# Start of AVAILABLE RECORDS
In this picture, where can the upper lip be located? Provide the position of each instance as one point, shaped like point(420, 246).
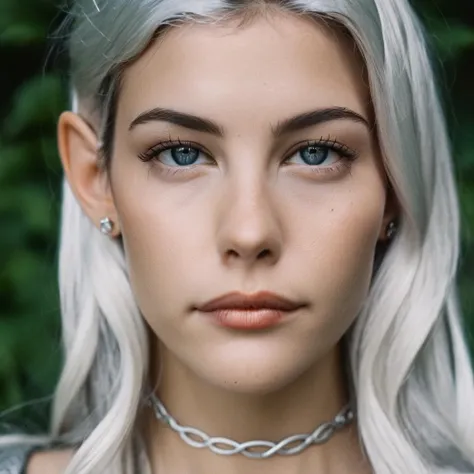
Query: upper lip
point(262, 299)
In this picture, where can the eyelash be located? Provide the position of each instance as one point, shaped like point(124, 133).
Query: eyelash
point(347, 154)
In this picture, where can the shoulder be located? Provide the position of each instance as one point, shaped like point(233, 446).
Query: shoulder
point(27, 459)
point(48, 462)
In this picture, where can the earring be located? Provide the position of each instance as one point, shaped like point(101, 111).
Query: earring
point(106, 226)
point(391, 230)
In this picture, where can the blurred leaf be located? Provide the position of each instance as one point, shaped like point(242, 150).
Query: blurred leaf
point(21, 34)
point(451, 38)
point(37, 103)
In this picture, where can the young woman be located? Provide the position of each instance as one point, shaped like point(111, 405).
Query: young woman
point(259, 246)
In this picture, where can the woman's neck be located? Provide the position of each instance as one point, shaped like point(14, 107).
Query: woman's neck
point(315, 397)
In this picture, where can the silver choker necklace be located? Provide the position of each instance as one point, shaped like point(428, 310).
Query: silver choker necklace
point(320, 435)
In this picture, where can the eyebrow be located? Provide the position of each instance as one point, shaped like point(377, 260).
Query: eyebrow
point(200, 124)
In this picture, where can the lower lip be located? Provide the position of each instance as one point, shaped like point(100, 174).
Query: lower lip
point(247, 319)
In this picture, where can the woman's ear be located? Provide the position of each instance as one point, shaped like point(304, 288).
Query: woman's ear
point(391, 213)
point(79, 151)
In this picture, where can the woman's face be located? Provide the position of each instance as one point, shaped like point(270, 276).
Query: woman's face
point(253, 202)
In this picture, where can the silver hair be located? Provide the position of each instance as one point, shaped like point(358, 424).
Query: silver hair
point(409, 365)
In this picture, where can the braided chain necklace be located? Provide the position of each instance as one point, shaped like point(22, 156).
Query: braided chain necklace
point(320, 435)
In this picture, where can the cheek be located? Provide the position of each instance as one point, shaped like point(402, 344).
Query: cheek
point(340, 257)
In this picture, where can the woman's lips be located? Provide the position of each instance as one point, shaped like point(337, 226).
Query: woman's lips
point(247, 318)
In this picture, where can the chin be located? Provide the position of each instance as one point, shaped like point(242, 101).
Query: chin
point(259, 372)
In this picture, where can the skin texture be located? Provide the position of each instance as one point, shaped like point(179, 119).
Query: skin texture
point(242, 219)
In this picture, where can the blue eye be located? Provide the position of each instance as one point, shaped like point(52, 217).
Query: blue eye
point(314, 155)
point(183, 155)
point(173, 154)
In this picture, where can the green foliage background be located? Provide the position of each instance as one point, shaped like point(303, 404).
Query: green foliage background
point(33, 93)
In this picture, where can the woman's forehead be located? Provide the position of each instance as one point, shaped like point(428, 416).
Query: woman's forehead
point(282, 62)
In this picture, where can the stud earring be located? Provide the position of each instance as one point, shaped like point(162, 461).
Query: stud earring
point(391, 230)
point(106, 226)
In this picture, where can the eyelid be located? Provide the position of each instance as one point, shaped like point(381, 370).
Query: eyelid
point(164, 145)
point(330, 143)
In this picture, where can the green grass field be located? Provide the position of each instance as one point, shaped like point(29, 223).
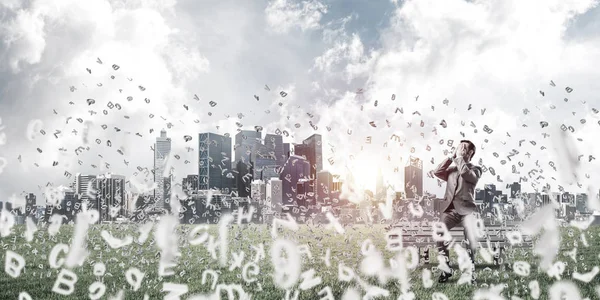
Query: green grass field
point(38, 278)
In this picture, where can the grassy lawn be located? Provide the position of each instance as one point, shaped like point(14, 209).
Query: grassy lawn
point(38, 278)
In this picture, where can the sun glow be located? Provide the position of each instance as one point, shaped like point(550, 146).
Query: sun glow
point(363, 170)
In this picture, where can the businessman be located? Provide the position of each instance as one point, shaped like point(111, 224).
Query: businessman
point(459, 199)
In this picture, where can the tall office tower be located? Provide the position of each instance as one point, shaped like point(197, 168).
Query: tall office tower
point(190, 183)
point(162, 149)
point(413, 178)
point(30, 207)
point(555, 197)
point(287, 151)
point(243, 178)
point(546, 199)
point(312, 149)
point(244, 143)
point(581, 203)
point(379, 187)
point(214, 162)
point(274, 143)
point(515, 190)
point(274, 191)
point(337, 184)
point(498, 196)
point(39, 213)
point(324, 186)
point(85, 187)
point(49, 211)
point(111, 196)
point(258, 191)
point(294, 169)
point(479, 194)
point(167, 184)
point(488, 197)
point(265, 164)
point(567, 197)
point(67, 205)
point(244, 166)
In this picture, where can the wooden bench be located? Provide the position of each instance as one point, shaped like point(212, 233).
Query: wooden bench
point(422, 238)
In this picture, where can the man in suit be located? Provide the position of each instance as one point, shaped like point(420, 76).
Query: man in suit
point(459, 199)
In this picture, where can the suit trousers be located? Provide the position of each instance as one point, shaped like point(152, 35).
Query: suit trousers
point(451, 218)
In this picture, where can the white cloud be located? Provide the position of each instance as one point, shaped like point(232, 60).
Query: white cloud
point(490, 55)
point(283, 15)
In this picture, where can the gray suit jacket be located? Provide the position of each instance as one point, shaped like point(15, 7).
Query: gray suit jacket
point(461, 181)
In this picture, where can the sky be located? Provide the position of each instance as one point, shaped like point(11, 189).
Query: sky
point(349, 68)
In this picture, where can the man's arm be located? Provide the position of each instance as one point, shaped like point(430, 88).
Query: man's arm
point(470, 175)
point(441, 171)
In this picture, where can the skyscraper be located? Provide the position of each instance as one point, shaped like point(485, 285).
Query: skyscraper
point(287, 151)
point(324, 187)
point(30, 209)
point(214, 162)
point(294, 169)
point(111, 196)
point(190, 183)
point(162, 149)
point(85, 187)
point(515, 190)
point(274, 196)
point(413, 178)
point(245, 141)
point(312, 149)
point(67, 205)
point(274, 143)
point(581, 203)
point(488, 197)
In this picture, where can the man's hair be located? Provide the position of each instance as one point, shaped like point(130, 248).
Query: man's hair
point(471, 147)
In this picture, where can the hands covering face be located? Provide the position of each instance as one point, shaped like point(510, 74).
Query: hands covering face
point(461, 151)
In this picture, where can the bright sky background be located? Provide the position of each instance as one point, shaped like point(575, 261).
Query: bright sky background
point(487, 55)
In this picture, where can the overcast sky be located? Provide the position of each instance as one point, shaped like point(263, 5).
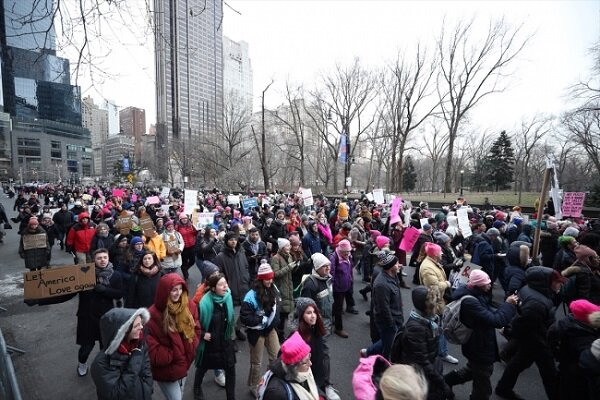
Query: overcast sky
point(301, 39)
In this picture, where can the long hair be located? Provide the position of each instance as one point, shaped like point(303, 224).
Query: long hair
point(306, 330)
point(267, 296)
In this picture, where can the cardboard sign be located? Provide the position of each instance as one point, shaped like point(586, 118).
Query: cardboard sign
point(124, 223)
point(409, 238)
point(60, 281)
point(378, 196)
point(37, 241)
point(573, 204)
point(147, 225)
point(250, 203)
point(395, 212)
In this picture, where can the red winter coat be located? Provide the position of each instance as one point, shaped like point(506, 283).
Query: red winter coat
point(189, 233)
point(170, 353)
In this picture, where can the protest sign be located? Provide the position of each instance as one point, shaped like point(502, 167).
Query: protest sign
point(37, 241)
point(190, 201)
point(409, 238)
point(395, 212)
point(60, 281)
point(378, 196)
point(573, 204)
point(463, 222)
point(249, 203)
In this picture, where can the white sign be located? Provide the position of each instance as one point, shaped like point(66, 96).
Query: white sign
point(463, 222)
point(190, 201)
point(378, 196)
point(233, 199)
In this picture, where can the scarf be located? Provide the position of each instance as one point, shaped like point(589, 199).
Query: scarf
point(103, 275)
point(184, 321)
point(431, 321)
point(206, 308)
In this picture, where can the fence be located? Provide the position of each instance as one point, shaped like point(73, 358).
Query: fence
point(9, 387)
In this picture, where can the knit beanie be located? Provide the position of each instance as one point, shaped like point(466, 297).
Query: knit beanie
point(344, 245)
point(294, 349)
point(319, 260)
point(265, 272)
point(583, 310)
point(381, 241)
point(386, 259)
point(478, 278)
point(432, 249)
point(571, 231)
point(282, 242)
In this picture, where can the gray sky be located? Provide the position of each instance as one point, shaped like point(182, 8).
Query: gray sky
point(301, 39)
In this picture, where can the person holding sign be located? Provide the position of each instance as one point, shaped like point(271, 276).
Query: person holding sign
point(34, 247)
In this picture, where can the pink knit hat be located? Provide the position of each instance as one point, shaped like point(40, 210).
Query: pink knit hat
point(381, 241)
point(344, 245)
point(294, 349)
point(478, 278)
point(583, 309)
point(432, 249)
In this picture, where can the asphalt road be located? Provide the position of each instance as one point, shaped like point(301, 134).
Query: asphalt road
point(47, 370)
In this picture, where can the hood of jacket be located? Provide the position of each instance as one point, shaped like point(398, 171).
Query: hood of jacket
point(115, 324)
point(165, 284)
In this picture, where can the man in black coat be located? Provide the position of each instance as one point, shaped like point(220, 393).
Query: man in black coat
point(481, 350)
point(529, 328)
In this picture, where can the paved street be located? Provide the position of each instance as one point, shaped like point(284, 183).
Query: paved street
point(47, 370)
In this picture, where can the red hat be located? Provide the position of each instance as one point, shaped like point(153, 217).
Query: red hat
point(294, 349)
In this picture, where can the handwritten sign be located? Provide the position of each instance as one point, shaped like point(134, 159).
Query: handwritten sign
point(37, 241)
point(60, 281)
point(573, 204)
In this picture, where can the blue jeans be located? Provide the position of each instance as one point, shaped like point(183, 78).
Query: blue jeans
point(384, 345)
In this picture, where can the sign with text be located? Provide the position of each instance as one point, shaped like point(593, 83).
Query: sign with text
point(59, 281)
point(37, 241)
point(573, 204)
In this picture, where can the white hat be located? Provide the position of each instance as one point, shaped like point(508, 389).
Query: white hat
point(319, 260)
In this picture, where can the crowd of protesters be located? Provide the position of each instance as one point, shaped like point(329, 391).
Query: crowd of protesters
# End of AVAILABLE RECORDS
Put everything from the start of the data above down to the line containing "point(347, 154)" into a Markdown table with a Row column that numbers each line and a Line column that holds its text, skipping blank lines. Leave the pictures out of the table.

**RESULT FOR THIS TASK:**
| Row | Line |
|---|---|
| 1 | In this picture, where can the upper lip be located? Provide the position of each instance as one point, shaped like point(420, 246). |
| 2 | Query: upper lip |
| 3 | point(262, 299) |
| 4 | In this picture, where can the eyelash be located? Provide the position of each instance as one point, shaped like point(124, 133). |
| 5 | Query: eyelash |
| 6 | point(347, 154) |